**GIVEN INSTRUCTION**
Reproduce every one of the rows below verbatim, changing nothing.

===== RECORDS FOR THIS EXERCISE

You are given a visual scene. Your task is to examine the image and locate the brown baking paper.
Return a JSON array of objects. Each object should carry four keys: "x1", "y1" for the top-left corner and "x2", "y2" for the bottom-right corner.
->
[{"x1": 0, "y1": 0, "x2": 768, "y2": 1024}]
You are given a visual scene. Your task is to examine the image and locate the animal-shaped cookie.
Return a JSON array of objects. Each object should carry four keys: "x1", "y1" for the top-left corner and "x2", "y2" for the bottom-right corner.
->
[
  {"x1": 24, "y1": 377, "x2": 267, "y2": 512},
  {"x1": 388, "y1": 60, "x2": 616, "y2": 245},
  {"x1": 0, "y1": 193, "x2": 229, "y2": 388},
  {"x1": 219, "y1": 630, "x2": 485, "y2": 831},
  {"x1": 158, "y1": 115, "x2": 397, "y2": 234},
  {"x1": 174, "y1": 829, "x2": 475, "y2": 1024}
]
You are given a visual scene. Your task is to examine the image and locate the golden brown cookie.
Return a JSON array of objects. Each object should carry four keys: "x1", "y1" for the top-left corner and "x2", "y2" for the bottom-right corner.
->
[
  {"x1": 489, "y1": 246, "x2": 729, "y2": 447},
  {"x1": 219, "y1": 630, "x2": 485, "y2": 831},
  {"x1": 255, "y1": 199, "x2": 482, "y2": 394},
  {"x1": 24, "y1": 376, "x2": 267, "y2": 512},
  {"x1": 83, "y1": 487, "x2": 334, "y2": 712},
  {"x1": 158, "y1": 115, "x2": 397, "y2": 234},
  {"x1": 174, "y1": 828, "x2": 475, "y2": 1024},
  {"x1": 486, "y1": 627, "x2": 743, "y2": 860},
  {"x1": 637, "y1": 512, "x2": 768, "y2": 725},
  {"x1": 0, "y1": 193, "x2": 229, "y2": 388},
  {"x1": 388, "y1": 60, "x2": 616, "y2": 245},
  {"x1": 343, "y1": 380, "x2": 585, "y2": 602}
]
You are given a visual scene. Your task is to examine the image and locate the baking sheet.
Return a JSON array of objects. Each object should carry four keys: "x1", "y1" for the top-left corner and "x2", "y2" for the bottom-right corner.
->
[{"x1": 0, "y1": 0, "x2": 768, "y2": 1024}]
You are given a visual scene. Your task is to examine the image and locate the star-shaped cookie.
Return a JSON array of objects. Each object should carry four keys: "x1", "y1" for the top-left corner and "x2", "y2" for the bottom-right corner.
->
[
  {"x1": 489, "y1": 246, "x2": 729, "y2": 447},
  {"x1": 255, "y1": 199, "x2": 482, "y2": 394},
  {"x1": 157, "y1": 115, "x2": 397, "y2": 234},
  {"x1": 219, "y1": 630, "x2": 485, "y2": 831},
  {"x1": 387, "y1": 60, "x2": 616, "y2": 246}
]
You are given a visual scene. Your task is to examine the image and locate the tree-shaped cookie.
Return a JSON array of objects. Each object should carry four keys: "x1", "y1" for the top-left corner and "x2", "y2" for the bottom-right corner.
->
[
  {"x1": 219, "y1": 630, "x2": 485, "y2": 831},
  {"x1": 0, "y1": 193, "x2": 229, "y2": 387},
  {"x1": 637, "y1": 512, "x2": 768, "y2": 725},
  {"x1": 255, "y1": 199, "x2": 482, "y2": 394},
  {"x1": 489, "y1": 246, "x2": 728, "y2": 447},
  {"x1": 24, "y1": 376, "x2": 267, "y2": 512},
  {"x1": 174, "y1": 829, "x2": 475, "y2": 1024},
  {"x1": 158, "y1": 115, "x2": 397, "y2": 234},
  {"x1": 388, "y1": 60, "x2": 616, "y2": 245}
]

==========

**SOLUTION TO THIS PROBLEM**
You are given a visual scene. Your task is to examine the image and locate the brown baking paper.
Return a JSON array of objects. Each object should carry four keys: "x1", "y1" for the top-left corner and "x2", "y2" for the bottom-right corner.
->
[{"x1": 0, "y1": 0, "x2": 768, "y2": 1024}]
You are given a visual scene. Your task is to examine the image and locate the animal-shaped cookie.
Return a JSON array of objects. Each object should carry four keys: "x1", "y1" for the top-left corner and "x2", "y2" for the bottom-right corner.
->
[
  {"x1": 24, "y1": 377, "x2": 267, "y2": 512},
  {"x1": 388, "y1": 60, "x2": 616, "y2": 245},
  {"x1": 0, "y1": 193, "x2": 229, "y2": 388},
  {"x1": 219, "y1": 630, "x2": 485, "y2": 831},
  {"x1": 158, "y1": 115, "x2": 397, "y2": 234},
  {"x1": 174, "y1": 829, "x2": 475, "y2": 1024}
]
You are given a visual scene. Your task is to examine the image and locate the golden brown cookie.
Return a JSON array of objects. Each object should carry four keys: "x1", "y1" for the top-left corner and "x2", "y2" for the bottom-right corner.
->
[
  {"x1": 489, "y1": 246, "x2": 729, "y2": 447},
  {"x1": 219, "y1": 630, "x2": 485, "y2": 831},
  {"x1": 255, "y1": 199, "x2": 482, "y2": 394},
  {"x1": 24, "y1": 376, "x2": 267, "y2": 512},
  {"x1": 83, "y1": 487, "x2": 334, "y2": 712},
  {"x1": 158, "y1": 115, "x2": 397, "y2": 234},
  {"x1": 174, "y1": 828, "x2": 475, "y2": 1024},
  {"x1": 486, "y1": 627, "x2": 743, "y2": 860},
  {"x1": 637, "y1": 512, "x2": 768, "y2": 725},
  {"x1": 0, "y1": 193, "x2": 229, "y2": 388},
  {"x1": 388, "y1": 60, "x2": 616, "y2": 245},
  {"x1": 343, "y1": 380, "x2": 585, "y2": 602}
]
You are given a visual scene. Your task is to examine the image and locate the baking sheet.
Return a JSON array of objects. Each object should carry four keys: "x1", "y1" for the top-left corner and "x2", "y2" for the bottom-right corner.
->
[{"x1": 0, "y1": 0, "x2": 768, "y2": 1024}]
You are given a visual scene. Your task is to examine the image and locate the star-shaped cookie.
Return a JSON array of objects. Each object should carry four keys: "x1", "y1" for the top-left corner and "x2", "y2" for the bottom-right corner.
->
[
  {"x1": 489, "y1": 246, "x2": 729, "y2": 447},
  {"x1": 255, "y1": 199, "x2": 482, "y2": 394},
  {"x1": 157, "y1": 115, "x2": 397, "y2": 234},
  {"x1": 219, "y1": 630, "x2": 485, "y2": 831},
  {"x1": 387, "y1": 60, "x2": 616, "y2": 246}
]
You are given a visual scene. Your task is to examine the image and locate the tree-shaped cookie.
Return a JSON array of objects. Each object should carry four keys: "x1", "y1" for the top-left corner and "x2", "y2" for the bottom-right corner.
->
[
  {"x1": 219, "y1": 630, "x2": 485, "y2": 831},
  {"x1": 0, "y1": 193, "x2": 229, "y2": 387},
  {"x1": 637, "y1": 512, "x2": 768, "y2": 725},
  {"x1": 255, "y1": 199, "x2": 482, "y2": 394},
  {"x1": 489, "y1": 246, "x2": 728, "y2": 447},
  {"x1": 24, "y1": 376, "x2": 267, "y2": 512},
  {"x1": 174, "y1": 829, "x2": 475, "y2": 1024},
  {"x1": 158, "y1": 115, "x2": 397, "y2": 234},
  {"x1": 388, "y1": 60, "x2": 616, "y2": 245}
]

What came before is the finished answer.